» Objective
Can you convert the records from the line with "Kindly outline every instance of the chalk" to the line with "200], [306, 186]]" into a two-column CSV with the columns request and answer, one row per record? Put each field in quotation marks and replace its line breaks with spaces.

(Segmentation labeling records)
= = =
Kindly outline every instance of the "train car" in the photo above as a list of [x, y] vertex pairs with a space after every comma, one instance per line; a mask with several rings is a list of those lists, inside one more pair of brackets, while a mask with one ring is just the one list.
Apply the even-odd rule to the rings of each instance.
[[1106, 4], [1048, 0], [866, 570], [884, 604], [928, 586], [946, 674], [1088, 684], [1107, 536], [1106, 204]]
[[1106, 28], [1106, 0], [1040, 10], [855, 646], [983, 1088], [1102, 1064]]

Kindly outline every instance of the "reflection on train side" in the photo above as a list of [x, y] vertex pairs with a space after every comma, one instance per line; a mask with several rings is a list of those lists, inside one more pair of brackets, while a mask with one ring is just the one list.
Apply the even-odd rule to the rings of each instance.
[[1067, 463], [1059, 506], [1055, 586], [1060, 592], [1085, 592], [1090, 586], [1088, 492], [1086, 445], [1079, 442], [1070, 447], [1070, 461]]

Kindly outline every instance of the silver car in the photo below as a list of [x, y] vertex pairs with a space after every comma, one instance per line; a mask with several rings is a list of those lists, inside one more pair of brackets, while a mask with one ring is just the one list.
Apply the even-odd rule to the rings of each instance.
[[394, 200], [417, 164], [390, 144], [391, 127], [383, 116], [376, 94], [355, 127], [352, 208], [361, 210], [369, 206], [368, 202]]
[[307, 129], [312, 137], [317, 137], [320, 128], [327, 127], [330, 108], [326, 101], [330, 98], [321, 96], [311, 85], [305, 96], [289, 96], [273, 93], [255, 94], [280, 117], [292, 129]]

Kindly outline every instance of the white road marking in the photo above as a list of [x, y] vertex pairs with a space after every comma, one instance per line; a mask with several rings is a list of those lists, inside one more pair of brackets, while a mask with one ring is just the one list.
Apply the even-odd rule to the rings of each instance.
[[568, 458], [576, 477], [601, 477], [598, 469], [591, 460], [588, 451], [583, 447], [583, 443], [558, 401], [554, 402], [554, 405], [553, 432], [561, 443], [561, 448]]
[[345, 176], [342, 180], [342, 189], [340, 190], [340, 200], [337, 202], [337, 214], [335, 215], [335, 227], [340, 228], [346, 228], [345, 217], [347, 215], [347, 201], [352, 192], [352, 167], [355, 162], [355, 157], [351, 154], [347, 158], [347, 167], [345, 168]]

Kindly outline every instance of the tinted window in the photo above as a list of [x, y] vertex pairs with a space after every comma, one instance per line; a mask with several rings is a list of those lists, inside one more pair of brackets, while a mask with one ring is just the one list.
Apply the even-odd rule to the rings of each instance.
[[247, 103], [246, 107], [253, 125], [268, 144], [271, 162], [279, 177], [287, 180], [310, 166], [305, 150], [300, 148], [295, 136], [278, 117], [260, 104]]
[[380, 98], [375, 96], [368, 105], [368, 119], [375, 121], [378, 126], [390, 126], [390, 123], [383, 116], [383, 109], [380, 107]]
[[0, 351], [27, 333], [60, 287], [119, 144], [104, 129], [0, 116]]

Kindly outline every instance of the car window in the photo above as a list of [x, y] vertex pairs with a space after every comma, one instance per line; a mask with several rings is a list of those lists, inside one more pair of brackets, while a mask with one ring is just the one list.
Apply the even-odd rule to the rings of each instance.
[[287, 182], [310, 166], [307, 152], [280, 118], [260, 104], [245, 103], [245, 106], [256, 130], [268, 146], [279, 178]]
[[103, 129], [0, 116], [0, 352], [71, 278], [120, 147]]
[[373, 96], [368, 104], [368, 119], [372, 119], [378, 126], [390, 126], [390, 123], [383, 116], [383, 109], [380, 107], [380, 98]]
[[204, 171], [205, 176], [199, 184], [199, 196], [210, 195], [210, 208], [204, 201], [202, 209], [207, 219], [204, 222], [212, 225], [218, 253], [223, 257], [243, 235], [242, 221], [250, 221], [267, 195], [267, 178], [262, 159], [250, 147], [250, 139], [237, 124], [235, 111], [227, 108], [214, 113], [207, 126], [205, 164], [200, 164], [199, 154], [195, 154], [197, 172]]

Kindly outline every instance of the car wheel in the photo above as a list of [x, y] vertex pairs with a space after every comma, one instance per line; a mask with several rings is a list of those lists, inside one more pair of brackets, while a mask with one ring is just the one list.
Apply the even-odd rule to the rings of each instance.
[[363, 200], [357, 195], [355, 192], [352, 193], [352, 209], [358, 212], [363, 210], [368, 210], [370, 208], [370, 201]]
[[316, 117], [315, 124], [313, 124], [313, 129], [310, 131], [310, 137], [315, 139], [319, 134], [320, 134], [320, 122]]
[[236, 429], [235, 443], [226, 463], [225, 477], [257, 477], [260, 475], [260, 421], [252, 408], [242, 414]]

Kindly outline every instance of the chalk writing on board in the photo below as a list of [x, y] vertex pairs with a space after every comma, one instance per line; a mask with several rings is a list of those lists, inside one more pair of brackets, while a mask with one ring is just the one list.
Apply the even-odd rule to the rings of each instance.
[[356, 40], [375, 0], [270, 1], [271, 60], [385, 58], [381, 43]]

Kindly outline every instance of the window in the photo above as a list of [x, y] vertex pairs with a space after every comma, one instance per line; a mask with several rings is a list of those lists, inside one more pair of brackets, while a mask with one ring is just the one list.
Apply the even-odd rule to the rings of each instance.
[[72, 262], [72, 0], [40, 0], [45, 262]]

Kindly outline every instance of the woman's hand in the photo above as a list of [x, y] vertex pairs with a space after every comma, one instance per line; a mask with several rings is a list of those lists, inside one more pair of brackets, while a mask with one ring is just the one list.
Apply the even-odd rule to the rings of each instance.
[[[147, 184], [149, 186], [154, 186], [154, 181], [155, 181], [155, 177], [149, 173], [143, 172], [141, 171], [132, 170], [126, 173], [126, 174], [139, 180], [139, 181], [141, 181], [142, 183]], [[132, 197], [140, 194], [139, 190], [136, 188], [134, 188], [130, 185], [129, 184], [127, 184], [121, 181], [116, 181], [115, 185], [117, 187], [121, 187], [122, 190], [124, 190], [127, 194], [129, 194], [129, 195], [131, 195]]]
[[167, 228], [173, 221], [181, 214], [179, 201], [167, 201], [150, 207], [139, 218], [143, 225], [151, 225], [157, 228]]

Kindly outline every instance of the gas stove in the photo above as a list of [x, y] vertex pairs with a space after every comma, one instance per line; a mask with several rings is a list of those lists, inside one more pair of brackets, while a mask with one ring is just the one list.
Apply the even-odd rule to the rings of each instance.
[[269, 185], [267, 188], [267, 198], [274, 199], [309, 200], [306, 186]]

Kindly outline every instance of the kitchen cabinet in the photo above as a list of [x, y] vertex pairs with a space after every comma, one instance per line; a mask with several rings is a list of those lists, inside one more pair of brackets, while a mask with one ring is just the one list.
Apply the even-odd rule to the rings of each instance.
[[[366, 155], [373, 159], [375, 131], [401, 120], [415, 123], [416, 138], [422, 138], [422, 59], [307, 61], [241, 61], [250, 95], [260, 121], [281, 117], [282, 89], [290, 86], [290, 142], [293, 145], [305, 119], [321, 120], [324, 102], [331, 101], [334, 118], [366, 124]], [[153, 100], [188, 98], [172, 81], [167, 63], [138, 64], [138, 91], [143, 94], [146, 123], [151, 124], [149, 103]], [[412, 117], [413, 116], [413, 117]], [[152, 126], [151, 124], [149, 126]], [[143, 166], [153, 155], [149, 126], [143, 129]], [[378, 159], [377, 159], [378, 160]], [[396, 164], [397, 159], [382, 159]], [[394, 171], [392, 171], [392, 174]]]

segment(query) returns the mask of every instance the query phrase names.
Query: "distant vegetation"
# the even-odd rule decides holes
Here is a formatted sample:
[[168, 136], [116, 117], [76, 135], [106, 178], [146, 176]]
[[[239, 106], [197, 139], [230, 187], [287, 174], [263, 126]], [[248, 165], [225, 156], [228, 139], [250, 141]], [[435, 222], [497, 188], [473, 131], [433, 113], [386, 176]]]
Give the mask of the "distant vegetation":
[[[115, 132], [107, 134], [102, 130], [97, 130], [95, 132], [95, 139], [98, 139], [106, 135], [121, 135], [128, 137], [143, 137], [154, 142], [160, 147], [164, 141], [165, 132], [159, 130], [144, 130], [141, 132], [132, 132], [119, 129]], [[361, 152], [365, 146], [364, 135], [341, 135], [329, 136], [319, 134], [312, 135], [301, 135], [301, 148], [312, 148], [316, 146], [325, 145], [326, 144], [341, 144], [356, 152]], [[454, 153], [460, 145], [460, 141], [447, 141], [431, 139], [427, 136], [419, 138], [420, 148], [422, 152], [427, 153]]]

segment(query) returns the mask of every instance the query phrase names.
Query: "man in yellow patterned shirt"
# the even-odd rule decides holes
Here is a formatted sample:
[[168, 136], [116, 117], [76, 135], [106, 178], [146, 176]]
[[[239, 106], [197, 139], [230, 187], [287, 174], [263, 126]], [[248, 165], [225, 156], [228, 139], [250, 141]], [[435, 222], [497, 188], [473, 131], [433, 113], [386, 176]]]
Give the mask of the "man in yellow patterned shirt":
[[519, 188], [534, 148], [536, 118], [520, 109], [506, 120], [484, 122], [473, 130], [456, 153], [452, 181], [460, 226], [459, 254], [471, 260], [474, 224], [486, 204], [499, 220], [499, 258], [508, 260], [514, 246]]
= = =
» Answer to this exercise
request,answer
"Kindly outline every instance of the chalk writing on board in the photo below as a list of [x, y] vertex pairs with a space after every comma, one instance per line; a mask with several rings is a list of those lists, inside one more pair of brackets, while a mask with one ring is just the one list. Apply the even-odd rule to the rings of each instance.","[[356, 40], [375, 0], [270, 1], [271, 60], [385, 58], [381, 43]]"
"Kindly outline every instance of the window in the photo above as a list of [x, y] vertex pairs with a space after every comma, one instance per line; a mask with several rings is a list of those lists, inside one more pair of brackets, while a mask with one ring is just the one list. Apply the even-odd rule to the rings of each instance.","[[72, 262], [72, 0], [40, 0], [45, 262]]"
"Kindly outline every instance of the woman's hand in the photo above as a list of [x, y] vertex pairs with a space after every comma, one instance per line; a mask with several rings is a list of those lists, inside one more pair of brackets, while a mask with one ring is just the one list. Apply the even-odd rule to the rings of each instance.","[[[147, 184], [149, 186], [154, 186], [154, 181], [155, 181], [155, 177], [149, 173], [143, 172], [141, 171], [132, 170], [126, 173], [126, 174], [139, 180], [139, 181], [141, 181], [142, 183]], [[132, 197], [140, 194], [139, 190], [136, 188], [134, 188], [130, 185], [129, 184], [127, 184], [121, 181], [116, 181], [115, 185], [117, 187], [121, 187], [122, 190], [124, 190], [127, 194], [129, 194], [129, 195], [131, 195]]] [[167, 228], [173, 221], [181, 214], [179, 201], [167, 201], [150, 207], [139, 218], [143, 225], [151, 225], [157, 228]]"
"Kindly outline every instance of the gas stove in the photo above as a list of [x, y] vertex pairs with a space after every comma, one instance per line; a mask with several rings is a list of those lists, inside one more pair of brackets, while a mask with one ring is just the one list. Apply the even-odd rule to the rings of each instance.","[[269, 185], [267, 188], [267, 198], [274, 199], [309, 200], [306, 186]]"